▸ **PROBLEMS TO WORK ON**
1. Rewrite everything from "There is also" down to "and receive goods." in the procurement passage, putting "supplier" wherever "vendor" appears.
2. Resume the passage on procurement after its last sentence, continuing it in the same manner.

Procurement activities are also often split into two distinct categories, direct and indirect spend. Direct spend refers to the production-related procurement that encompasses all items that are part of finished products, such as raw materials, components and parts. Direct procurement, which is the focus in supply chain management, directly affects the production process of manufacturing firms. In contrast, indirect procurement concerns non-production-related acquisition: obtaining "operating resources" which a company purchases to enable its operations. Indirect procurement comprises a wide variety of goods and services, from standardized items like office supplies and machine lubricants to complex and costly products and services like heavy equipment, consulting services, and outsourcing services.

Topics

Procurement vs. sourcing vs. acquisition
Procurement is one component of the broader concept of sourcing and acquisition. Typically procurement is viewed as more tactical in nature (the process of physically buying a product or service) and sourcing and acquisition are viewed as more strategic and encompassing.

The Institute for Supply Management (ISM) defines strategic sourcing as the process of identifying sources that could provide needed products or services for the acquiring organization. The term procurement is used to reflect the entire purchasing process or cycle, and not just the tactical components. ISM defines procurement as an organizational function that includes specification development, value analysis, supplier market research, negotiation, buying activities, contract administration, inventory control, traffic, receiving and stores. Purchasing refers to the major function of an organization that is responsible for acquisition of required materials, services and equipment.

The United States Defense Acquisition University (DAU) defines procurement as the act of buying goods and services for the government.
DAU defines acquisition as the conceptualization, initiation, design, development, test, contracting, production, deployment, Logistics Support (LS), modification, and disposal of weapons and other systems, supplies, or services (including construction) to satisfy Department of Defense needs, intended for use in or in support of military missions.

There is also an important distinction between the terms "procurement" and "purchasing"; the clear distinction between the two is often lost amidst the ambiguities of international English. As a broad definition, "procurement" is the overarching function that describes the activities and processes to acquire goods and services. Importantly, and distinct from "purchasing", it involves the activities involved in establishing fundamental requirements, sourcing activities such as market research and vendor evaluation and negotiation of contracts. It can also include the purchasing activities required to order and receive goods.

▸ **SUPPLIED MATERIAL**
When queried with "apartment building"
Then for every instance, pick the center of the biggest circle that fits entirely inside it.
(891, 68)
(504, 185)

▸ **ANSWER SET**
1.
There is also an important distinction between the terms "procurement" and "purchasing"; the clear distinction between the two is often lost amidst the ambiguities of international English. As a broad definition, "procurement" is the overarching function that describes the activities and processes to acquire goods and services. Importantly, and distinct from "purchasing", it involves the activities involved in establishing fundamental requirements, sourcing activities such as market research and supplier evaluation and negotiation of contracts. It can also include the purchasing activities required to order and receive goods.

2.
Acquisition and sourcing are therefore much wider concepts than procurement.

Multiple sourcing business models and acquisition models exist.

Acquisition processes
A linear acquisition process used in industry and defense is shown in the next figure, in this case relating to acquisition in the technology field. The process is defined by a series of phases during which technology is defined and matured into viable concepts, which are subsequently developed and readied for production, after which the systems produced are supported in the field.

The process allows for a given system to enter the process at any of the development phases. For example, a system using unproven technology would enter at the beginning stages of the process and would proceed through a lengthy period of technology maturation, while a system based on mature and proven technologies might enter directly into engineering development or, conceivably, even production. The process itself includes four phases of development:
 Concept and technology development is intended to explore alternative concepts based on assessments of operational needs, technology readiness, risk, and affordability.
 The concept and technology development phase begins with concept exploration. During this stage, concept studies are undertaken to define alternative concepts and to provide information about capability and risk that would permit an objective comparison of competing concepts.
 The system development and demonstration phase could be entered directly as a result of a technological opportunity and urgent user need, as well as having come through concept and technology development.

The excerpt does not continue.